● Your assignment:
Although the records contain pictures, repeat only the text of every line exactly.

● Information:

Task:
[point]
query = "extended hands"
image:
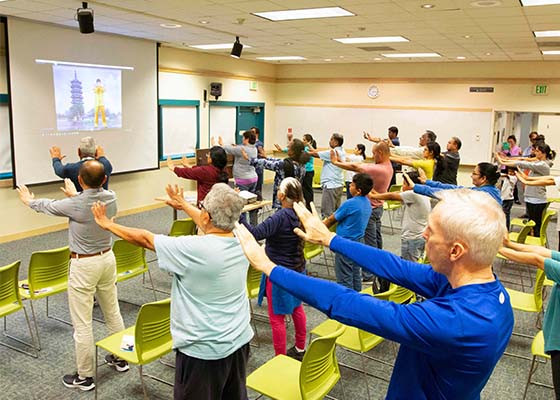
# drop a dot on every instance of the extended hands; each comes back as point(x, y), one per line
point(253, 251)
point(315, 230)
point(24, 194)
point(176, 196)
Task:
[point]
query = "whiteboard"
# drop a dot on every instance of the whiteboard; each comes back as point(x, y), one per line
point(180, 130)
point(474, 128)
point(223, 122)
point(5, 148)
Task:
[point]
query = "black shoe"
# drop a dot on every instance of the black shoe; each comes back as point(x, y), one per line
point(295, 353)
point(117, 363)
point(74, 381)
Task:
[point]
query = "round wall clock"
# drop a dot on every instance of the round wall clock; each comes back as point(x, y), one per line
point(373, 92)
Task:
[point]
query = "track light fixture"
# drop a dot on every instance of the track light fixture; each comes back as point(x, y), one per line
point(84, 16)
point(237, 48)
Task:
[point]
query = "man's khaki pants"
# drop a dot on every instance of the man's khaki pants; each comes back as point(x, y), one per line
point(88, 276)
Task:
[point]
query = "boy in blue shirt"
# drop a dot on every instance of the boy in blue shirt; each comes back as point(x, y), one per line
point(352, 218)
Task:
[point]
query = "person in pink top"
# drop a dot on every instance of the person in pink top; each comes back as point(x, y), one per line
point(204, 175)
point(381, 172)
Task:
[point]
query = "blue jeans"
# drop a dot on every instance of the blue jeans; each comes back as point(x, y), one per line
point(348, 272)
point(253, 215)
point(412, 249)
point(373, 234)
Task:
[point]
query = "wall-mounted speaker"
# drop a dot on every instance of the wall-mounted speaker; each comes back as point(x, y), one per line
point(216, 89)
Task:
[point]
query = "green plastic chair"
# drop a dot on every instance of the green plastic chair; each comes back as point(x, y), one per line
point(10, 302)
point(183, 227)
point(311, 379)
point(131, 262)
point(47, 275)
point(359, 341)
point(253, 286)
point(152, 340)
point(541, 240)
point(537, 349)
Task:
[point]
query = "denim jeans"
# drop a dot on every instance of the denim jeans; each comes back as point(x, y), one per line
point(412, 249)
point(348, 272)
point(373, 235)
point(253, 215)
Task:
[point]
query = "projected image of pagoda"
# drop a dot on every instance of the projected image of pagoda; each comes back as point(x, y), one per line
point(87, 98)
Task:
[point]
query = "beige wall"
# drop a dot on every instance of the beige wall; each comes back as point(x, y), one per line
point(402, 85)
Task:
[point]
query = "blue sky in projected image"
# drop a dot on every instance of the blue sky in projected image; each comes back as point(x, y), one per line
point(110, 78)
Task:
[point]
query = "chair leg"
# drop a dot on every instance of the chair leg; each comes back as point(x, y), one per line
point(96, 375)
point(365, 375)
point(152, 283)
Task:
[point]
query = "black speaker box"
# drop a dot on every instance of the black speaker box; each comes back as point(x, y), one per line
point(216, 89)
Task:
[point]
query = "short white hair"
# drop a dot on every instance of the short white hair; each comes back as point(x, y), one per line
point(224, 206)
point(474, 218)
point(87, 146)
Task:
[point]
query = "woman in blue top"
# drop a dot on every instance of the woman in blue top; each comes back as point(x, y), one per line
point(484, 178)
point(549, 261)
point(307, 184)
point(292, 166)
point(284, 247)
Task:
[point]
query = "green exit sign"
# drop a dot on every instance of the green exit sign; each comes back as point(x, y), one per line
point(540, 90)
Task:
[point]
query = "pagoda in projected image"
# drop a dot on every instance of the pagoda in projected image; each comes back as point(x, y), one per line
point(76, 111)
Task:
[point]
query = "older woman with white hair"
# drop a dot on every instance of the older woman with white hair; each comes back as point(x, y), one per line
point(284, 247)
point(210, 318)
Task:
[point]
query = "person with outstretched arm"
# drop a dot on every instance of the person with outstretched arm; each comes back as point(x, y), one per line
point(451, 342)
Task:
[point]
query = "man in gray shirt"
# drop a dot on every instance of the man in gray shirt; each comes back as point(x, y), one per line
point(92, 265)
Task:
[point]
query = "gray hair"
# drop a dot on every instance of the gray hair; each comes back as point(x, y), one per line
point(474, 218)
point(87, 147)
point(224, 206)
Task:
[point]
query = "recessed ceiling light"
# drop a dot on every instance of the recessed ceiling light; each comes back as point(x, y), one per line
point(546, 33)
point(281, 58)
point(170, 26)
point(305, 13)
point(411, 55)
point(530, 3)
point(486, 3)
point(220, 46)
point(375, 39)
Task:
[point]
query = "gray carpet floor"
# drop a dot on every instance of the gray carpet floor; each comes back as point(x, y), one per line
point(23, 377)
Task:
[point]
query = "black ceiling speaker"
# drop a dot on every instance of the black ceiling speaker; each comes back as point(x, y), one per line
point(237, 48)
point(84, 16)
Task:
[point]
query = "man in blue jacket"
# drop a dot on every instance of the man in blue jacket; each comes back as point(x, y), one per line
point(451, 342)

● Task answer:
Task:
[point]
query = "extended hands"
image:
# drop a dot on every instance of the extended hands; each comes back as point(x, y), one per line
point(253, 251)
point(315, 230)
point(24, 194)
point(176, 196)
Task:
[point]
query = "whiteboard"
# drop a dot on every instance of the whiteboard; each comes back as point(x, y), one per line
point(180, 130)
point(474, 128)
point(223, 122)
point(5, 148)
Task:
[point]
query = "black shoe"
# drop a dot on every instance of the black shoe; each comes back as point(x, y), one per line
point(295, 353)
point(117, 363)
point(74, 381)
Task:
[point]
query = "round wall clock"
# drop a dot on every instance of the round wall clock; each comes back as point(x, y), one per line
point(373, 92)
Task:
[point]
query = "track light fixture"
# drop a dot on every instance of the track light fixture; each comes back as point(x, y), one per line
point(84, 16)
point(237, 48)
Task:
[point]
query = "man's khaki pants"
# drop a dot on every instance of the man's khaki pants; each comes back as point(x, y), one per line
point(88, 276)
Task:
[point]
query = "boy in blue shirt"
# drop a dot on every instance of the boy in blue shirt; each comes back as point(x, y), one per line
point(352, 218)
Task:
[point]
query = "person in pink top"
# drop a dot on every instance of the person in pink top; each comes back as point(x, y), one per line
point(204, 175)
point(381, 172)
Task:
[point]
query = "blue jeans"
# drop a dot on every instance of the blue jeans; each comes back as point(x, y), one per line
point(348, 272)
point(253, 215)
point(412, 249)
point(373, 234)
Task:
[point]
query = "wall-mounted speaker"
# drop a dot on every instance of the wall-mounted speaker; each comes back as point(x, y), one per line
point(216, 89)
Task:
[point]
query = "green plastic chair"
# drop a dot on every instance of the green plastic chair; each comes back as point(x, y), one per line
point(10, 302)
point(183, 227)
point(311, 379)
point(131, 262)
point(47, 275)
point(359, 341)
point(253, 286)
point(152, 340)
point(541, 240)
point(537, 349)
Task:
[point]
query = "denim jeans"
# drop a dot on every instance of the denim jeans; each comes back as point(x, y), one per line
point(412, 249)
point(348, 272)
point(373, 235)
point(253, 215)
Task:
[point]
query = "projected image of pagoda"
# drop a dot on every instance of the projected image of pagoda; each comes back as point(x, y), one per line
point(87, 98)
Task:
[point]
query = "beige wall"
# drop a dot on every instance of the beige wall; each comes back as point(x, y), one per line
point(402, 85)
Task:
[point]
query = "blue sky in projected image"
# drop a dot on every instance of the blue sky in projected image; each comes back as point(x, y), one per line
point(110, 78)
Task:
[point]
query = "chair leg"
# drop a dot on every instance of the chair leg; each comes back as point(x, y), one per line
point(96, 375)
point(365, 375)
point(152, 283)
Task:
[point]
query = "black speaker box"
# drop a dot on every instance of the black speaker box; each comes back as point(x, y), one per line
point(216, 89)
Task:
[point]
query = "short white hair"
# drop a dot on every instance of the short white hair; each comes back as point(x, y), one per line
point(224, 206)
point(474, 218)
point(87, 146)
Task:
[point]
query = "woman in blue top"
# drop a dot on every instance of the woman in blue top; each comes back as point(x, y), one per line
point(484, 178)
point(549, 261)
point(307, 184)
point(292, 166)
point(284, 247)
Task:
[point]
query = "green exit sign"
# drop a dot on every instance of the green exit sign; each comes back as point(x, y), one per line
point(540, 90)
Task:
[point]
query = "pagoda in projected image"
# drop a dot on every instance of the pagoda in projected image; each comes back as point(x, y), one per line
point(76, 111)
Task:
[point]
query = "older woman with white hair"
# drop a dot on every instance of the older woman with white hair; each comes back as point(x, y), one per line
point(284, 247)
point(210, 318)
Task:
[point]
query = "person with outstretched arm"
# drop a dot on every instance of the person with outstretched arm; each comes back as point(x, y), one per line
point(451, 342)
Task:
[point]
query = "man in gray shirt"
# drop a dot on every instance of the man in gray shirt; each comes back as point(x, y), one per line
point(92, 265)
Task:
[point]
query = "gray hair"
# drop a dot on every instance of the gray hair; each comes back as point(x, y), one per line
point(474, 218)
point(87, 147)
point(224, 206)
Task:
[point]
query = "recessed ceiling light"
# drop a dot on every instance of the recessed ceiling light; each comes back as point(x, y), one per line
point(546, 33)
point(281, 58)
point(170, 26)
point(305, 13)
point(411, 55)
point(530, 3)
point(486, 3)
point(220, 46)
point(375, 39)
Task:
[point]
query = "gray carpet floor"
# drop a dot on every instance of the gray carpet floor; each comes back as point(x, y), one per line
point(23, 377)
Task:
[point]
query = "black ceiling speaker"
# drop a dot on every instance of the black ceiling speaker; each comes back as point(x, y), one per line
point(237, 48)
point(84, 16)
Task:
[point]
query = "man in blue jacket"
# drop a dot on every instance of the man in blue jacket; each comes back as point(x, y), one per line
point(451, 342)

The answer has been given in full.